WHAT THIS TASK INVOLVES
Copy the records below, replacing every "drop a marker on every instance" with "place a marker on each instance" and keeping everything else the same. Omit the pictures from your copy.

---*---

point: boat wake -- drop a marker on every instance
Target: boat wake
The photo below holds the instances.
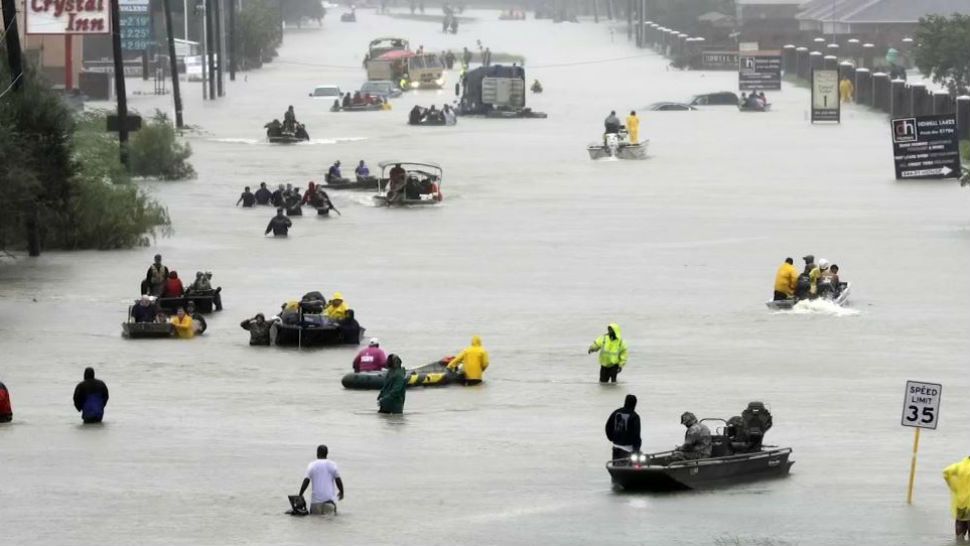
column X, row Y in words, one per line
column 820, row 307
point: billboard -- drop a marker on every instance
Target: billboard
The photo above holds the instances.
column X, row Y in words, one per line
column 67, row 16
column 759, row 71
column 825, row 96
column 926, row 147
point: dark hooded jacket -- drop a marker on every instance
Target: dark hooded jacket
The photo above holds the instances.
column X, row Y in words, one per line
column 623, row 426
column 90, row 397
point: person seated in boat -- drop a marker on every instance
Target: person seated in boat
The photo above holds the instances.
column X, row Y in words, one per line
column 337, row 309
column 361, row 171
column 274, row 128
column 473, row 360
column 333, row 174
column 182, row 323
column 258, row 328
column 279, row 224
column 263, row 195
column 371, row 359
column 612, row 123
column 289, row 120
column 173, row 286
column 697, row 440
column 248, row 199
column 623, row 429
column 416, row 115
column 198, row 321
column 143, row 311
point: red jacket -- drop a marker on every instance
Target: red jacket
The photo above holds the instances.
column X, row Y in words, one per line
column 173, row 288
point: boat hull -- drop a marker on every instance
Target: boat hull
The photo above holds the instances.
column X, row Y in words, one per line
column 702, row 473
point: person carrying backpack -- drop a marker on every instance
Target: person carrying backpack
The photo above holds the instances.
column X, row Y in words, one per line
column 623, row 429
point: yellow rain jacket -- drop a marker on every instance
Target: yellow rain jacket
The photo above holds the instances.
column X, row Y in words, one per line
column 183, row 328
column 957, row 477
column 612, row 351
column 633, row 128
column 336, row 312
column 474, row 359
column 786, row 279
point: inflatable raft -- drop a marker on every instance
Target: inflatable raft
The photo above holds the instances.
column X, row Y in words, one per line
column 435, row 374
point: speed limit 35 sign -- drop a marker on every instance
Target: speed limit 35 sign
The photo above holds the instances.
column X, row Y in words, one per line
column 921, row 404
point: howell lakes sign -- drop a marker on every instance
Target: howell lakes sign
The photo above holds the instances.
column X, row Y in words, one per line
column 68, row 16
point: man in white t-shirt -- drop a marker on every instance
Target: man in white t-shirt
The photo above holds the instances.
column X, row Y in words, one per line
column 324, row 475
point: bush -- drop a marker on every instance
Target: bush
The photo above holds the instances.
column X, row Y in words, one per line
column 155, row 151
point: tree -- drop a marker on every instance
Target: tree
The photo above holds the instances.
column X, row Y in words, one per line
column 942, row 46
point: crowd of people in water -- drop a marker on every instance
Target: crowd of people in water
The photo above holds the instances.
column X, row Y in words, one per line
column 816, row 280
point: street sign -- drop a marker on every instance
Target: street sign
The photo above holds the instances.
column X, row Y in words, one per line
column 759, row 71
column 825, row 96
column 921, row 404
column 926, row 147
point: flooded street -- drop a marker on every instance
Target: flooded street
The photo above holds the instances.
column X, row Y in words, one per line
column 535, row 248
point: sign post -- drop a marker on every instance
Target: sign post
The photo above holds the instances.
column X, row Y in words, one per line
column 926, row 147
column 921, row 409
column 825, row 96
column 759, row 71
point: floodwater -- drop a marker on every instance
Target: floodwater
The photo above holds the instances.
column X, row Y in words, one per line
column 535, row 248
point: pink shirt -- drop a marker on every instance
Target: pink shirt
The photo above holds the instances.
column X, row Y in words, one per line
column 371, row 359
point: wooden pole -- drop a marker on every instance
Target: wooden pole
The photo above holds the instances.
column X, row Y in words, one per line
column 173, row 63
column 912, row 468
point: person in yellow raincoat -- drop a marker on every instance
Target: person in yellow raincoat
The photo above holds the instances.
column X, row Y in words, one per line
column 337, row 308
column 474, row 361
column 957, row 477
column 182, row 323
column 846, row 90
column 613, row 352
column 633, row 127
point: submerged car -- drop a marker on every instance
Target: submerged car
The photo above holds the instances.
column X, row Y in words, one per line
column 721, row 98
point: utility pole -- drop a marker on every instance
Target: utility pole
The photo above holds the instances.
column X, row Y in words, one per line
column 173, row 63
column 14, row 56
column 120, row 92
column 232, row 40
column 209, row 53
column 220, row 52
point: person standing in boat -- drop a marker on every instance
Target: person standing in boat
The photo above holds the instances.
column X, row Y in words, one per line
column 156, row 277
column 623, row 429
column 697, row 440
column 392, row 395
column 371, row 359
column 786, row 280
column 90, row 397
column 613, row 353
column 957, row 478
column 279, row 224
column 633, row 127
column 473, row 360
column 247, row 198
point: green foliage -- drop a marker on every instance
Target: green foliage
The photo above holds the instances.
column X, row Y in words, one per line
column 942, row 44
column 156, row 152
column 259, row 33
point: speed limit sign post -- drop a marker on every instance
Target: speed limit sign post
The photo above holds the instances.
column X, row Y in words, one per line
column 921, row 409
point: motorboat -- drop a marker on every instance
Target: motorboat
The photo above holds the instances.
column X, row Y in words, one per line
column 435, row 374
column 615, row 146
column 737, row 456
column 657, row 472
column 419, row 185
column 841, row 299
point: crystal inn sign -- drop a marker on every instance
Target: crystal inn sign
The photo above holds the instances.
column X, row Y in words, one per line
column 68, row 16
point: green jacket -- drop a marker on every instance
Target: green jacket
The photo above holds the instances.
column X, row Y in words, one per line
column 612, row 351
column 391, row 397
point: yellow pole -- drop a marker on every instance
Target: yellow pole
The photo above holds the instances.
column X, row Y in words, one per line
column 912, row 468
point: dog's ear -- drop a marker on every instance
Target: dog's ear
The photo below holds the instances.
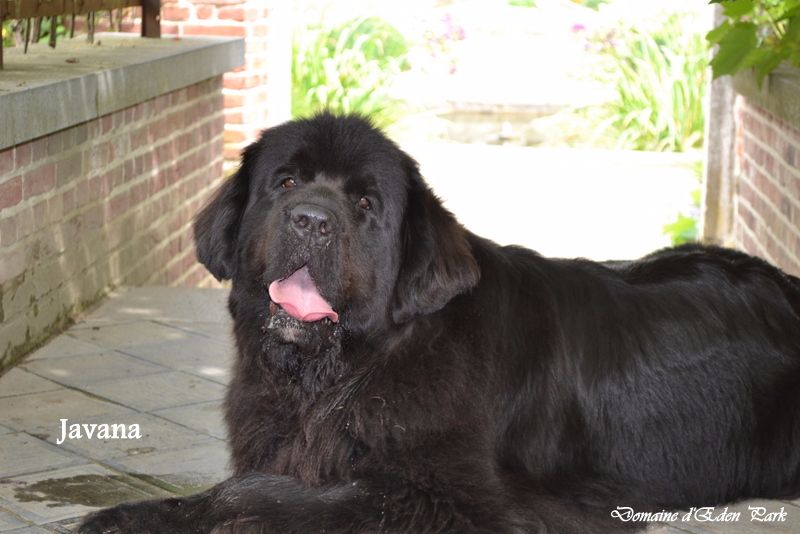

---*---

TASK OUTPUT
point: boat wake -- place a marker on each instance
Target: boat wake
The photo below holds the instances.
column X, row Y in words, one per line
column 820, row 307
point: billboard -- place a marker on each instance
Target: billboard
The photo above holds the instances.
column X, row Y in words, one per line
column 67, row 16
column 759, row 71
column 825, row 96
column 926, row 147
point: dark hooded jacket -- place a marker on each instance
Target: dark hooded jacket
The photo above holds the instances.
column X, row Y in words, one per line
column 623, row 426
column 90, row 397
point: person seated in boat -- place a marker on each instance
Target: person seated in boat
The photo above holds the instances.
column X, row Y in words, one per line
column 337, row 309
column 361, row 171
column 274, row 128
column 473, row 360
column 333, row 174
column 182, row 323
column 258, row 328
column 279, row 224
column 263, row 195
column 371, row 359
column 612, row 123
column 289, row 120
column 173, row 286
column 697, row 440
column 248, row 199
column 623, row 429
column 416, row 115
column 198, row 321
column 143, row 311
point: red jacket -- place a marker on each instance
Target: red jacket
The photo above holds the instances.
column X, row Y in words, one per line
column 173, row 288
point: boat hull -- place a marker on each instance
Target: boat hull
The photo above holds the instances.
column X, row Y in words, one per line
column 702, row 473
point: person carrying backpack -- place a marker on each instance
Target: person carrying backpack
The photo above holds the instances.
column X, row Y in words, one per line
column 623, row 429
point: yellow rain jacket -- place a marker on each instance
Target: yellow rain jacket
The photo above holds the instances.
column X, row Y in words, one per line
column 183, row 328
column 957, row 477
column 612, row 351
column 633, row 128
column 336, row 312
column 474, row 359
column 786, row 279
point: inflatable raft -- place a marker on each instance
Target: inflatable raft
The photo above holds the instances.
column X, row Y in words, one per line
column 435, row 374
point: speed limit 35 sign -- place a marker on each instance
Target: speed limit 35 sign
The photo above holds the instances.
column X, row Y in words, one per line
column 921, row 404
point: howell lakes sign -- place a marker on each instance
Target: howell lakes sign
The photo above holds the instances.
column X, row Y in words, one per line
column 68, row 16
point: man in white t-shirt -- place a marker on each instance
Target: man in white t-shirt
The photo above holds the instances.
column X, row Y in words, one per line
column 324, row 475
point: bush -- place a marker on each instance
Target: bush
The photo above holds the instances.
column X, row Y in words, one per line
column 155, row 151
point: tree -- place a marker on each instance
Target: tree
The photo above holds the instances.
column X, row Y in words, one per line
column 942, row 46
point: crowd of people in water -- place a marker on each instance
Target: crowd of people in water
The photo above holds the instances.
column X, row Y in words, one per line
column 816, row 280
point: street sign -- place a marker on each instance
Target: street sign
The photo above holds the instances.
column X, row Y in words, one per line
column 759, row 71
column 825, row 96
column 921, row 404
column 926, row 147
point: flooded street -- place a marker on each instance
Target: flooded street
The photo above holds the instances.
column X, row Y in words, one per line
column 535, row 248
point: sign post -- place a marker on each instance
Target: sign post
The photo above holds the instances.
column X, row Y in words, one per line
column 926, row 147
column 921, row 409
column 825, row 96
column 759, row 71
point: floodwater -- place a marker on each instance
Target: floodwater
The photo above holds the instances.
column X, row Y in words, one per line
column 535, row 248
point: pink shirt -- place a marker on each instance
Target: pink shirt
The photo above holds the instances.
column X, row Y in words, one per line
column 371, row 359
point: wooden pole -- place a marker on each instance
Target: wooden pole
The photo above holds the instances.
column X, row Y in words, one per line
column 173, row 63
column 912, row 468
point: person in yellow raincoat -- place a marker on each instance
Target: person in yellow raincoat
The photo above holds the instances.
column X, row Y in words, one per line
column 337, row 308
column 474, row 361
column 957, row 477
column 182, row 323
column 846, row 90
column 613, row 352
column 633, row 127
point: submerged car -- place a marker on each instance
Target: submerged car
The photo above holds the instances.
column X, row Y in words, one per line
column 721, row 98
point: utility pole -- place a marker on each instance
Target: utility pole
The photo above holds the instances.
column X, row Y in words, one per line
column 173, row 63
column 14, row 56
column 120, row 92
column 232, row 40
column 209, row 53
column 220, row 52
point: person standing in boat -- place a marker on each instance
Target: person standing in boat
The photo above holds the instances.
column X, row Y in words, one per line
column 156, row 277
column 623, row 429
column 697, row 440
column 392, row 395
column 371, row 359
column 786, row 280
column 90, row 397
column 613, row 353
column 957, row 478
column 279, row 224
column 633, row 127
column 473, row 360
column 247, row 198
point: green foliage -- place a marker on each instance
Target: green foliage
The photo above holds the instances.
column X, row Y in words, one per line
column 942, row 44
column 156, row 152
column 259, row 33
point: speed limit sign post -- place a marker on each instance
Target: speed limit sign post
The photo above holds the instances.
column X, row Y in words, one per line
column 921, row 409
point: motorboat -- place a marker on each instance
Target: motorboat
The photo above holds the instances.
column X, row Y in words, one per line
column 435, row 374
column 615, row 146
column 737, row 456
column 657, row 472
column 419, row 185
column 841, row 299
point: crystal inn sign -- place a marker on each instance
Target: crystal inn sign
The photo above holds the instances.
column X, row Y in words, one per line
column 68, row 16
point: green jacket -- place a marker on each instance
Target: green jacket
The photo above holds the instances.
column X, row Y in words, one per line
column 612, row 351
column 391, row 397
point: yellow pole -- place a marker on each instance
Target: yellow pole
The photo above holds the instances.
column X, row Y in words, one per line
column 912, row 468
point: dog's ear -- place a marker on each instance
Target: dog's ear
The photo below holds the instances.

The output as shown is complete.